= Arbeitsauftrag =
Zitiere aus dem Bericht über die Prunksitzung der Schwarzen Elf wortgetreu alles von „Sehr unterhaltsam startete“ bis hinunter zu „alias Peter Kuhn.“.
### Textauszug ###
Schwarze Elf startete vor vollem Haus in die Session 2011
SCHWEINFURT · Gut, dass Zeitungsleute hart im Nehmen sind. So schlucken wir tapfer, und schon ist selbst das verdaut, was die Faschingsmuffel der Schwarzen Elf bei ihrer Prunksitzung am Freitag der lokalen Presse ins Stammbuch schrieben. „Das gute alte Tag(es)-Blatt findet vielleicht wieder Verbreitung, wenn man Konfetti daraus macht!" Und auch zur Wehr könne man sich damit noch setzen: „Oder wie bauen Sie ohne Zeitung einen Sichtschutz beim Frühstück? Und wie erschlagen Sie mit dem Internet eine Fliege?"
Sehr unterhaltsam startete die Schwarze Elf in den Fasching 2011, und als Presse vor Ort sind wir erleichtert, dass es nichts mit Schweinfurt zu tun haben kann, was von der Muffel-Truppe gegeißelt wurde. Denn diese war zu Besuch beim „Brönzer Tagblatt", und hörte dort, dass Fasching keine Kultur sei und man deshalb auch nicht hingehen müsse. Aber die Schlagzeile „Islamischer Extremist tötet deutschen Hund" sei geeignet, den erwünschten „lokalen Focus" – kurz: „Locus" – herzustellen, sinnierte der Chef der soeben an die „Muffelburger Allgemeine" verkauften Brönzer Zeitung, Herr Karl-Heinz Säcklein, alias Peter Kuhn.
Toiletten statt Saunen
„Bevor Abgeordnete schwitzen, produzieren sie lieber einen Haufen Mist." Auch der Post-„Nebenjobber" Helmuth Backhaus nahm kein Blatt vor den Mund, als er dem lachenden Publikum erklärte, warum die einst im Bundestag eingebauten Saunen zugunsten großer Toilettenanlagen wieder ausgebaut wurden. Und als er einen Brief an den Vatikan verbotenerweise öffnete, wurde bekannt, dass der Papst den Nobelpreis für Physik bekommt; weil es ihm in fünf Jahren gelungen sei, die Zeit in der Kirche um 100 Jahre zurückzudrehen.
Zurück in eine Zeit, als man in der Karibik Seeräuber fürchten musste, begaben sich die Stadtpfeifer. Erstmals führten sie nicht nur den Elferrat in den Saal, sondern wagten sich auf spieltechnisches Neuland; mit ihrer gekonnten Interpretation des Titels „Pirates of the Caribbean".
Ein großes Lob dem „Wettstreit der Instrumente", wie er von den kleinen und großen Aktiven der Tanzgruppe in Szene gesetzt wurde. Monatelange Näh- und Bastelarbeit und reichlich Kreativität waren nötig, um hier von süßen kleinen Glöckchen über Flöten bis hin zu Pianos, Geigen, Saxofonen und mächtigen Trommeln alles aufmarschieren zu lassen, was verschiedene Musik-Stile genießen lässt. Ebenfalls wunderschön war das „Mäuseballett" der Männer, die in ihren weiß gepunkteten roten Röckchen auf den Käse hüpften, als die sprichwörtliche Katze aus dem Haus war. In heißen Höschen kamen die Turner. Sie scherten sich nicht um die Temperaturen draußen, riefen Sommer und Strandgefühl aus und zeigten wieder einfallsreiche Pyramiden.
### Bereitgestellte Daten ###
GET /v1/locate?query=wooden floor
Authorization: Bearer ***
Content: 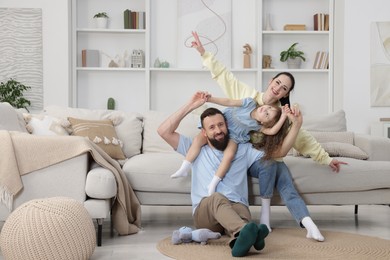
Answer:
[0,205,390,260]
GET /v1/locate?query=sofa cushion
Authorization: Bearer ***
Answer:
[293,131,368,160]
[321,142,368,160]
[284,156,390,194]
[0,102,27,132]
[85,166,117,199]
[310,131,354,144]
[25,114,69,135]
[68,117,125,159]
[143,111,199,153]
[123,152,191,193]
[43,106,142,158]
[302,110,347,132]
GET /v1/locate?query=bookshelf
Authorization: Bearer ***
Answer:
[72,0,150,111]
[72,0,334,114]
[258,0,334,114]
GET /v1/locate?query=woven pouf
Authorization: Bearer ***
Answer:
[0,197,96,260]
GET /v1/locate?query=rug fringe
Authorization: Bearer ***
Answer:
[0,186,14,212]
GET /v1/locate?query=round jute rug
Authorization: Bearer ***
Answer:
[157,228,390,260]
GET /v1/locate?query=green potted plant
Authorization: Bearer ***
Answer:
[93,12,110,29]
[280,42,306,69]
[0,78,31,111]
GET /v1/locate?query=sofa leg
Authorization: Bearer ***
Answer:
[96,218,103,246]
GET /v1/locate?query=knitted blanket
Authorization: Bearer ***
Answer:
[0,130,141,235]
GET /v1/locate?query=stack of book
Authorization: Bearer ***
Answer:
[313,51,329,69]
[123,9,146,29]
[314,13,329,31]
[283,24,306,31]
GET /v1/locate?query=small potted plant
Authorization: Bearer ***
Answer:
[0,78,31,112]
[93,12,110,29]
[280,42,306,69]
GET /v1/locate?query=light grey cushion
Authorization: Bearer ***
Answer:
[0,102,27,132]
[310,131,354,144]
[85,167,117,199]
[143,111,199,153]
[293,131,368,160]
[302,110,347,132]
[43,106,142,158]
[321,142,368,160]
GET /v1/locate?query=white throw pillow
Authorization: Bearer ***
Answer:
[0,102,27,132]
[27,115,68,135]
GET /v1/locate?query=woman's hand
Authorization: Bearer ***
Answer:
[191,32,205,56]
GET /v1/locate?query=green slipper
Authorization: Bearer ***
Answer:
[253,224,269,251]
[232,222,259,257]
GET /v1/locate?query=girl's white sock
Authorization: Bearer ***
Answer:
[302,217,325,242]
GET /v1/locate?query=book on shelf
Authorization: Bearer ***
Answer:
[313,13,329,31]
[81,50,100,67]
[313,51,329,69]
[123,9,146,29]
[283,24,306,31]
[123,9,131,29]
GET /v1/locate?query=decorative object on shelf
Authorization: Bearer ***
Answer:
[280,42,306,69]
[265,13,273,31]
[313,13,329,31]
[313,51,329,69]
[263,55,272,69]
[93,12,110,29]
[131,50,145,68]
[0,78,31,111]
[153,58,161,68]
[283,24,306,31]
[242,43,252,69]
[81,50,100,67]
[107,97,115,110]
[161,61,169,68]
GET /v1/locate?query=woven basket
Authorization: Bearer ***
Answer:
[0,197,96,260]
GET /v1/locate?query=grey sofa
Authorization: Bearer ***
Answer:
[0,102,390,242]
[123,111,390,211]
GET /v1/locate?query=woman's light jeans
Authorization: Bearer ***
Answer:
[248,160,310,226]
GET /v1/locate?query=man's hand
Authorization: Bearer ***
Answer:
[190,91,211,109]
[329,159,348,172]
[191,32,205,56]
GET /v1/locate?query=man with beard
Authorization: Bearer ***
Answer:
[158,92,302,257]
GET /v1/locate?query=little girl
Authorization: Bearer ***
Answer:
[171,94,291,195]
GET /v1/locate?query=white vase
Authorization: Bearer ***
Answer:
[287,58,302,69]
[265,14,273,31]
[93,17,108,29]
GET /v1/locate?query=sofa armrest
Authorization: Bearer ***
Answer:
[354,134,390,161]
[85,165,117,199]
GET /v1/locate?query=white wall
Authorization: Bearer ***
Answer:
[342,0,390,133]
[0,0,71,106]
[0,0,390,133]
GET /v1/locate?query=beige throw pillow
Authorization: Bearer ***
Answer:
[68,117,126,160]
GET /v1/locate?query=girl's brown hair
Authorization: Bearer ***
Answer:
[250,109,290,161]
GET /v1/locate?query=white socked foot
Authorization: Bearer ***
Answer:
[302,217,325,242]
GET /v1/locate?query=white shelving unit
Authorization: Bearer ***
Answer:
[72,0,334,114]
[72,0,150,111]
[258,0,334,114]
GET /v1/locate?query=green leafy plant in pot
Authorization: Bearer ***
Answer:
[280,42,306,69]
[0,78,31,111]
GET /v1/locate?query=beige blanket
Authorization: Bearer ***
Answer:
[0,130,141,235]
###
### Bereitgestellte Daten ###
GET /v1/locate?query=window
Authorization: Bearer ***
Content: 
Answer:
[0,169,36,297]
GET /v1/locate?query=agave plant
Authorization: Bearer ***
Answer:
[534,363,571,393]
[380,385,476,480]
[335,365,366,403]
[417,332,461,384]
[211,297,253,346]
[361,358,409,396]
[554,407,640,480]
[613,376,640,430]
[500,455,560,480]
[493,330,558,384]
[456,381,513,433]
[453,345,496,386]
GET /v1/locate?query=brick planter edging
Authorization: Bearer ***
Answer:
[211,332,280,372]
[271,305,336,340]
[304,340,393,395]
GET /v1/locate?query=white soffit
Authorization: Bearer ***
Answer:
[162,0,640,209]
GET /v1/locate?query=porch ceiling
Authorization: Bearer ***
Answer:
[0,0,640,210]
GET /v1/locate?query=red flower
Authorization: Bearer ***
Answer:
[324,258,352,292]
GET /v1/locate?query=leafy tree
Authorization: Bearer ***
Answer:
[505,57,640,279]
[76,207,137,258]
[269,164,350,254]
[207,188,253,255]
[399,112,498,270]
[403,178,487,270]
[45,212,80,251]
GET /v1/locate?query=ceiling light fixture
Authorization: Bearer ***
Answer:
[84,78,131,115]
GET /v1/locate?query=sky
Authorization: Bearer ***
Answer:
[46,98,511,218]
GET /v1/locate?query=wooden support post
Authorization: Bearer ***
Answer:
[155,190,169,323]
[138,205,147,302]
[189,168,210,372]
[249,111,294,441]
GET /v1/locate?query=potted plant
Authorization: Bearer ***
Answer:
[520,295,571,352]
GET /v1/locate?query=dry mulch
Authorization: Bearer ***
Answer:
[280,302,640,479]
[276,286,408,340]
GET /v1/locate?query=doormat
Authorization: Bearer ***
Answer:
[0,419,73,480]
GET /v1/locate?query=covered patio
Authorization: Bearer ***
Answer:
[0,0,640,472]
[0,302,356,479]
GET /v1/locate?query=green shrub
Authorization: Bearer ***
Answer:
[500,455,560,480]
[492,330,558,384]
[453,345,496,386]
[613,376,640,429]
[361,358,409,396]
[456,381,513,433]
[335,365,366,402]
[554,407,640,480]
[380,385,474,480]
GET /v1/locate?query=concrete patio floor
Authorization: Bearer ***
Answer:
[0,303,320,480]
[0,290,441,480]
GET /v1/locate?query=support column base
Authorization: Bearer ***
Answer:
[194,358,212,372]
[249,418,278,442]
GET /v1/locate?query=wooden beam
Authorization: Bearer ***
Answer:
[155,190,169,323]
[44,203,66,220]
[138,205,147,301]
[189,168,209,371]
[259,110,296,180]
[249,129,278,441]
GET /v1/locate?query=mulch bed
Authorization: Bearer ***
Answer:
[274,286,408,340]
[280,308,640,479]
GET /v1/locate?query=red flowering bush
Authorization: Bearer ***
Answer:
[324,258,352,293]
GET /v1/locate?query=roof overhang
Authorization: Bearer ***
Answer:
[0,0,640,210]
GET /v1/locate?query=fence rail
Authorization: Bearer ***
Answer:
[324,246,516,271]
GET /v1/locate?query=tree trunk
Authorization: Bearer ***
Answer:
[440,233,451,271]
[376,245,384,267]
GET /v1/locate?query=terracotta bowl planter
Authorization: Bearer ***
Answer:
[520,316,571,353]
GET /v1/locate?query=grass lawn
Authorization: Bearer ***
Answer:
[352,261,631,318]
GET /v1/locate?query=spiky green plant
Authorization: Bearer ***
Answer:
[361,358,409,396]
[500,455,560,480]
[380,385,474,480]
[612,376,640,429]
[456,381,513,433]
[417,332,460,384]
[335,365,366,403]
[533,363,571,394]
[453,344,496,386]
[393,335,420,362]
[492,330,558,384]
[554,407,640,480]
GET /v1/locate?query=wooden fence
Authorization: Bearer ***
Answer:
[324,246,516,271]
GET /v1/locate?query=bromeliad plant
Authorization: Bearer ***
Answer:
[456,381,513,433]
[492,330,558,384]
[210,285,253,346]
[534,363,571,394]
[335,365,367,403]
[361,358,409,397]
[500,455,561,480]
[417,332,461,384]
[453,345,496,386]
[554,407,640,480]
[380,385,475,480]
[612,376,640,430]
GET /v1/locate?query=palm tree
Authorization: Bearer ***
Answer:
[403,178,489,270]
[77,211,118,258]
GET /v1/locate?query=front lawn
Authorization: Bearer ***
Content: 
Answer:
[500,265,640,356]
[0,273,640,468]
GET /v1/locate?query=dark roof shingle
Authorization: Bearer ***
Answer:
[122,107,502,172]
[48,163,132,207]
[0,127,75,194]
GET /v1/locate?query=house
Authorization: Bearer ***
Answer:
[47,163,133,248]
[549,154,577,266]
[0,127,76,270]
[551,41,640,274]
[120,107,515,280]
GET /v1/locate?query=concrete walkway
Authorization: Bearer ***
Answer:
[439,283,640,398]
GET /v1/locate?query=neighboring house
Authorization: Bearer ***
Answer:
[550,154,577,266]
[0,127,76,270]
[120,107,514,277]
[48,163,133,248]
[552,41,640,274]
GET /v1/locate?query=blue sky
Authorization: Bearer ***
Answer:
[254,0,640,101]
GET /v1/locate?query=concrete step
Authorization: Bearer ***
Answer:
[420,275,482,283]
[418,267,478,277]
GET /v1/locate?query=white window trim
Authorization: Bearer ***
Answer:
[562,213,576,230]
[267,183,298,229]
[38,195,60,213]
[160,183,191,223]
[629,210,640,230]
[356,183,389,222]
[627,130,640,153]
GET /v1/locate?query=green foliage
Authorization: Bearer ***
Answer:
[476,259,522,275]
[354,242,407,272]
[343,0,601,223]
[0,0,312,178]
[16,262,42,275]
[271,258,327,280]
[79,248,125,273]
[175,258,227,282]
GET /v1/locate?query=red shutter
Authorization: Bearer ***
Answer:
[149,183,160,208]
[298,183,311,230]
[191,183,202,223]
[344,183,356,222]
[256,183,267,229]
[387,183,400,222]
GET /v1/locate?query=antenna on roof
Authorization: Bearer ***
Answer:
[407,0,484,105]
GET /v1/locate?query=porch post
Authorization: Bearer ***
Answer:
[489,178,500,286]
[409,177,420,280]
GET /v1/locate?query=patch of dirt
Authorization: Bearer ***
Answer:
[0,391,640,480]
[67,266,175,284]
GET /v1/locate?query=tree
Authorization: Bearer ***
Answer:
###
= Die Antwort =
Sehr unterhaltsam startete die Schwarze Elf in den Fasching 2011, und als Presse vor Ort sind wir erleichtert, dass es nichts mit Schweinfurt zu tun haben kann, was von der Muffel-Truppe gegeißelt wurde. Denn diese war zu Besuch beim „Brönzer Tagblatt", und hörte dort, dass Fasching keine Kultur sei und man deshalb auch nicht hingehen müsse. Aber die Schlagzeile „Islamischer Extremist tötet deutschen Hund" sei geeignet, den erwünschten „lokalen Focus" – kurz: „Locus" – herzustellen, sinnierte der Chef der soeben an die „Muffelburger Allgemeine" verkauften Brönzer Zeitung, Herr Karl-Heinz Säcklein, alias Peter Kuhn.